(Referring expression data)
•••

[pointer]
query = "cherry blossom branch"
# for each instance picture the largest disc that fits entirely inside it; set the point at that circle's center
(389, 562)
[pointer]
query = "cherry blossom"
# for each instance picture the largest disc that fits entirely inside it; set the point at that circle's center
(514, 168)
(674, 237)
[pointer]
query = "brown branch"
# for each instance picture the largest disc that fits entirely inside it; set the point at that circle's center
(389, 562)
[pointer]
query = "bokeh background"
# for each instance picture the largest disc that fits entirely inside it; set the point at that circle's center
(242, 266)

•••

Please give back the entries above, unchanged and complete.

Completed exercise -
[pointer]
query = "cherry blossom branch"
# for each instance picture the largest disc that fits entirely inside it; set the point at that circle's center
(389, 562)
[pointer]
query = "cherry blossom"
# for each instance picture the largest disc that fits entirely inside it; set the point at that circle's center
(514, 168)
(674, 237)
[pointer]
query = "brown branch"
# for each instance picture the largest disc that fits entirely inside it; set the point at that circle's center
(389, 562)
[pointer]
query = "bokeh background"
# for each instance picture the largest disc that fits entirely inside it; set the point at that circle's center
(242, 266)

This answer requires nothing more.